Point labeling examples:
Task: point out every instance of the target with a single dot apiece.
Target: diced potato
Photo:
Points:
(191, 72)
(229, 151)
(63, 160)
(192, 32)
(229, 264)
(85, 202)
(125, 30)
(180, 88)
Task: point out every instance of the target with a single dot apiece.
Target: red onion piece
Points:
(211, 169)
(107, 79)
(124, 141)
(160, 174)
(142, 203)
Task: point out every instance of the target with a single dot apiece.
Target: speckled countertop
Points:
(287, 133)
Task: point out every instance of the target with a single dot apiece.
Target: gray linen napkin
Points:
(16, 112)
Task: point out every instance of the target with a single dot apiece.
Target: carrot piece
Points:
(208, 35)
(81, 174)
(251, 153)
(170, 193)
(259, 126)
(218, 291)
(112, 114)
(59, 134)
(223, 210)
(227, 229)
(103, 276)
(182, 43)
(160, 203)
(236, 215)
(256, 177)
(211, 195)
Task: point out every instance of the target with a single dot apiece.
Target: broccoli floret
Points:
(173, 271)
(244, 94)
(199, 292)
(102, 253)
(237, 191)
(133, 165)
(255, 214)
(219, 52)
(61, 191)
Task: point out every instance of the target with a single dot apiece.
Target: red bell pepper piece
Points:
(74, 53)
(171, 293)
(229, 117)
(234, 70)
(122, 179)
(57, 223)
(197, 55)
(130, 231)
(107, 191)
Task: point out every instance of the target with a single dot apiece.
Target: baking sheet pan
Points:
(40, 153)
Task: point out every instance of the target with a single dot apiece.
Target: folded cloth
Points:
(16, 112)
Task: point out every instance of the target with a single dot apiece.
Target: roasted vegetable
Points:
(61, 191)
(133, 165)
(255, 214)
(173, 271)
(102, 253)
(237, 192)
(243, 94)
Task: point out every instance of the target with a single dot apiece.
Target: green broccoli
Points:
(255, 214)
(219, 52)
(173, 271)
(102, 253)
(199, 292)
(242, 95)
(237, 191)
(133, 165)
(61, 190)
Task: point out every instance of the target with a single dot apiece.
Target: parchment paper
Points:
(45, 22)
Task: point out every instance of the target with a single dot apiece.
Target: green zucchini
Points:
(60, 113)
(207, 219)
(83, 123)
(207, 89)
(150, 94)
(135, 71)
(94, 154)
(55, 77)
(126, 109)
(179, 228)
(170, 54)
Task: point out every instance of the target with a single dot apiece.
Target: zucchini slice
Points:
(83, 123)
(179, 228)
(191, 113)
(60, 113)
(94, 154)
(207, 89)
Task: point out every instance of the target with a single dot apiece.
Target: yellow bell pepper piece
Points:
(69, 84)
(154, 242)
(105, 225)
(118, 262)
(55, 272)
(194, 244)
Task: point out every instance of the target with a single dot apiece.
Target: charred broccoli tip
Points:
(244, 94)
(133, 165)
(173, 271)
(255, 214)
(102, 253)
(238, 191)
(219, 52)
--
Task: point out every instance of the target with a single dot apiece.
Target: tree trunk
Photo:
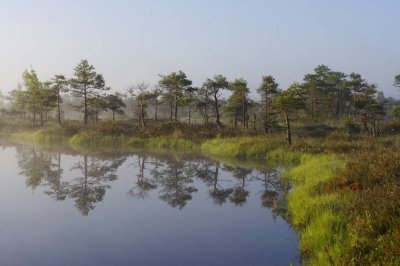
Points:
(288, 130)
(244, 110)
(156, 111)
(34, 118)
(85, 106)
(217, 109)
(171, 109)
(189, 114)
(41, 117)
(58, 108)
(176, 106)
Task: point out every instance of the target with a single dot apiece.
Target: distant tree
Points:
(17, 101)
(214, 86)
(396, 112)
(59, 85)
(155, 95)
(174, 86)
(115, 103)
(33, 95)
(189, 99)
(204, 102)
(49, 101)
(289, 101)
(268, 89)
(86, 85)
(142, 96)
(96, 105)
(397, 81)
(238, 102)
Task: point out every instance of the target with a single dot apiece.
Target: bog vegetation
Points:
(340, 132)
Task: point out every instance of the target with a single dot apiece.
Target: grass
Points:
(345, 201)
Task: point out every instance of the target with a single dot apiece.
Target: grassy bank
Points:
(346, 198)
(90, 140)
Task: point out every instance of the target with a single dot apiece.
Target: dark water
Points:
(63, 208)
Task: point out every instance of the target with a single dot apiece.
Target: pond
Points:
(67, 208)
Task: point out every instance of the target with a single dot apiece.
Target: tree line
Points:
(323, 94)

TASK STATEMENT: Find every line in the rows above that contains the word "green", and copy each of those lines.

RESPONSE TO THE EXERCISE:
Target: green broccoli
Target: green zucchini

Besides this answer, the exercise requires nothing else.